▶ _Selected text_:
With that said, if you are bound and determined, I cannot speak to Glock, but I trust my life with a .229 Sig and a M&P Shield.  Both chambered in .40 cal.


----------



## amorris127289 (May 20, 2015)

Ooh-Rah said:


> Geez dude, so many unanswered questions I don't know where to start, but:
> 
> - Have you ever fired a handgun?
> - Are you going to be carrying concealed or open carry?
> ...


I have fired 25 rounds out of a Berretta 9mm.

The closest range to me is almost 2 hours away, I live in BFE. We have an old police range on our land up here that I will be able to shoot on.

I plan on using it as a concealed carry


----------



## amorris127289 (May 20, 2015)

Sorry I accidentally hit post. 

Concealed carry... Once I become efficient with the gun. The concealed part is more for later down the road, I do not want to carry a weapon I am not accustomed too.

And that range is in the opposite direction of where I am headed.
This is my first handgun purchase and I failed to research on whether I could buy in a state that my Drivers license is not issued.


----------



## amorris127289 (May 20, 2015)

And I believe I will go with a 9mm model because ammo is cheaper, correct me if I am wrong? Again, pistols are not my expertise what's so ever. I have been reading articles and watching videos for the last two weeks. One guy likes one gun, the other like another. It all depends on the shooter.


----------



## compforce (May 20, 2015)

> put a .380 in my hand, misfeed, stove pipe, you name it.



Try holding it with your man hands...   Too loose a grip causes that in a .380  It requires the resistance to cycle properly.  The same is true of the 3" models in other calibers because of the tighter spring.

amorris, I'm a 1911 die hard for carry.  Sig P238 is a nice carry (http://sigsauer.com/CatalogProductDetails/p238-extreme.aspx).  I like a bigger thumb safety so I can sweep it though.  Personally I carry Kimbers, but they're pretty pricy.  On the plus side, you'll never be more accurate than the gun.

I don't like plastic guns where the first round takes more pull than the following ones.  Army Beretta 9mm, I can't hit the side of a barn with the first round (decocked like the Army wants you to carry).  Every round after the first is in the 9-X range.  If I need to use my carry weapon, the first round is the one I want to count on, not having a flyer before I can hit the target.


----------



## x SF med (May 20, 2015)

DO NOT PURCHASE A HANDGUN UNTIL YOU HAVE FIRED A FEW.   PERIOD.

I grew up on a .45, a Colt 1911A1...  love it.   I cannot abide Glocks at all, the grip angle is wrong for me, but that is just me.  Love my Kahr for concealed, love my Springfield Xd9 for the dump controlled rounds downrange without a lot of mag changes.  I also own an Austrian Luger from 1939...  all 9mm... I am a proponent of a single caliber for home defense pistols.  I did not buy my first handgun until I had more than 10,000 pistol rounds downrange (including military time) in various calibers, using various manufacturers wares/models. 

Fit, feel, comfort and accuracy all go together...  25 rounds out of a 92FS as a start to buy a Glock or an M&P that you've never touched?   You are a NO GO at this station.

▶ _Information provided_:
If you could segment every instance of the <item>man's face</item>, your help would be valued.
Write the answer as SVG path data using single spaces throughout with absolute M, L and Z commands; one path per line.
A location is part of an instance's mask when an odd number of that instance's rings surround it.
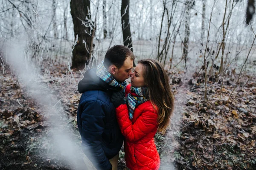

▶ _To be done_: Rewrite the forum thread starting at "amorris, I'm a" and ending at "than the gun.", putting "Colts" in place of "Kimbers".

▶ _Full solution_:
amorris, I'm a 1911 die hard for carry.  Sig P238 is a nice carry (http://sigsauer.com/CatalogProductDetails/p238-extreme.aspx).  I like a bigger thumb safety so I can sweep it though.  Personally I carry Colts, but they're pretty pricy.  On the plus side, you'll never be more accurate than the gun.